• **WRITTEN EXERCISE**: Count the lines in the records that contain the string "concrete" with case taken into account. Reply with the number only.

(Some records)
** Begin **
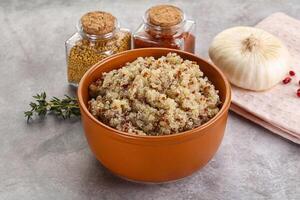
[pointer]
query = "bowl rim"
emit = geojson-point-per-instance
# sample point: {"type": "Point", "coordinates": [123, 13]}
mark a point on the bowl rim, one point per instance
{"type": "Point", "coordinates": [224, 109]}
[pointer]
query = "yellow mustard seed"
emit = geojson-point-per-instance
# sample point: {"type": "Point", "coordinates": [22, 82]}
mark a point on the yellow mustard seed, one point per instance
{"type": "Point", "coordinates": [85, 53]}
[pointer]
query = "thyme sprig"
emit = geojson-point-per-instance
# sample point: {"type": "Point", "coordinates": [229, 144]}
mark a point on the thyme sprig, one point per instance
{"type": "Point", "coordinates": [65, 107]}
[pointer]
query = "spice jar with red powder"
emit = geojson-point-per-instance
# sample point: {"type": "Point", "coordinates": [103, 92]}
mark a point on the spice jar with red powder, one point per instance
{"type": "Point", "coordinates": [165, 26]}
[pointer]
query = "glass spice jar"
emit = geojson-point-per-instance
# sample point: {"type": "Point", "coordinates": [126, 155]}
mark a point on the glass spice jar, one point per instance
{"type": "Point", "coordinates": [98, 36]}
{"type": "Point", "coordinates": [165, 26]}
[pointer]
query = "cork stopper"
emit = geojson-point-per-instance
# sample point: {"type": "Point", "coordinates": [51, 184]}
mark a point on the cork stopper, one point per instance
{"type": "Point", "coordinates": [98, 22]}
{"type": "Point", "coordinates": [165, 15]}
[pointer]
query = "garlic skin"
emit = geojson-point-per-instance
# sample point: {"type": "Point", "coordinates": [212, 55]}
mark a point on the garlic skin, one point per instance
{"type": "Point", "coordinates": [251, 58]}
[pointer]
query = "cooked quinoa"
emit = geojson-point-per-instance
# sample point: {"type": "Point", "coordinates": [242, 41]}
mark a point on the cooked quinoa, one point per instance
{"type": "Point", "coordinates": [154, 96]}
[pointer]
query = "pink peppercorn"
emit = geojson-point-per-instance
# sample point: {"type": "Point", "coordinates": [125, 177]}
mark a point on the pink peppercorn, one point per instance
{"type": "Point", "coordinates": [298, 92]}
{"type": "Point", "coordinates": [286, 80]}
{"type": "Point", "coordinates": [292, 73]}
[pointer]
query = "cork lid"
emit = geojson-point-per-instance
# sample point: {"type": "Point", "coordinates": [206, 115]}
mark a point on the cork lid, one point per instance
{"type": "Point", "coordinates": [165, 15]}
{"type": "Point", "coordinates": [98, 22]}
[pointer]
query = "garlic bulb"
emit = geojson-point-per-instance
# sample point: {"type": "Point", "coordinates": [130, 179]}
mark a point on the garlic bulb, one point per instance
{"type": "Point", "coordinates": [251, 58]}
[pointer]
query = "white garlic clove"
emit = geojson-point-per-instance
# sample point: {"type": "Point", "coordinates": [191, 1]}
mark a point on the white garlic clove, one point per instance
{"type": "Point", "coordinates": [251, 58]}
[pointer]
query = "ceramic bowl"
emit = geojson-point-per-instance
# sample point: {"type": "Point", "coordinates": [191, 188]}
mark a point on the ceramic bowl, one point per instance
{"type": "Point", "coordinates": [153, 158]}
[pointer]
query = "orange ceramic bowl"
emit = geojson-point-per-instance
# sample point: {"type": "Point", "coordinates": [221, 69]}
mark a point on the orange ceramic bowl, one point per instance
{"type": "Point", "coordinates": [153, 158]}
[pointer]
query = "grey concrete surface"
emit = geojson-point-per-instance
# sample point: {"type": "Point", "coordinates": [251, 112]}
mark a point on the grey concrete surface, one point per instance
{"type": "Point", "coordinates": [50, 159]}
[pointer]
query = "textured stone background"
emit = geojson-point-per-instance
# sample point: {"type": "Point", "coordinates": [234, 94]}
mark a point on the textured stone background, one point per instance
{"type": "Point", "coordinates": [51, 160]}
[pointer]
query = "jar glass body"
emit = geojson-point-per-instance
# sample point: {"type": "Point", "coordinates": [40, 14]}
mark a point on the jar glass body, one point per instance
{"type": "Point", "coordinates": [83, 51]}
{"type": "Point", "coordinates": [181, 36]}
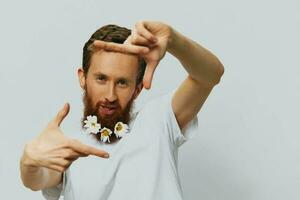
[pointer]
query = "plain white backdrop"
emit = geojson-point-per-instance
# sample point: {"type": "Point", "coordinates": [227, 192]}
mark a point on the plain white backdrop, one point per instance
{"type": "Point", "coordinates": [248, 142]}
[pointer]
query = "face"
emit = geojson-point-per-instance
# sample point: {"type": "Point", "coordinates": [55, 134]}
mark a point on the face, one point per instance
{"type": "Point", "coordinates": [110, 87]}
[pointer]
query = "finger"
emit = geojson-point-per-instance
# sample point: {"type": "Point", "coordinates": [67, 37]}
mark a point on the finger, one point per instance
{"type": "Point", "coordinates": [148, 76]}
{"type": "Point", "coordinates": [87, 150]}
{"type": "Point", "coordinates": [61, 115]}
{"type": "Point", "coordinates": [122, 48]}
{"type": "Point", "coordinates": [140, 40]}
{"type": "Point", "coordinates": [141, 30]}
{"type": "Point", "coordinates": [71, 154]}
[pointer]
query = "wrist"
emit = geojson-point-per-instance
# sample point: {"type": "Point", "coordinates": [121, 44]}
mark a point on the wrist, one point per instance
{"type": "Point", "coordinates": [176, 43]}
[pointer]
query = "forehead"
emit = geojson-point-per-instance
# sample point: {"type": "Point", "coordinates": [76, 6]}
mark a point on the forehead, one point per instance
{"type": "Point", "coordinates": [114, 64]}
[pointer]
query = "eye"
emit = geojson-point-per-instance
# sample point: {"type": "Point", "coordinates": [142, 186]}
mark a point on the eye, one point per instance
{"type": "Point", "coordinates": [122, 82]}
{"type": "Point", "coordinates": [101, 78]}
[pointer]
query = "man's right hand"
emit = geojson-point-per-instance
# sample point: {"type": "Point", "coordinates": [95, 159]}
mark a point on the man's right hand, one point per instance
{"type": "Point", "coordinates": [53, 150]}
** End **
• **WORKED SOLUTION**: 2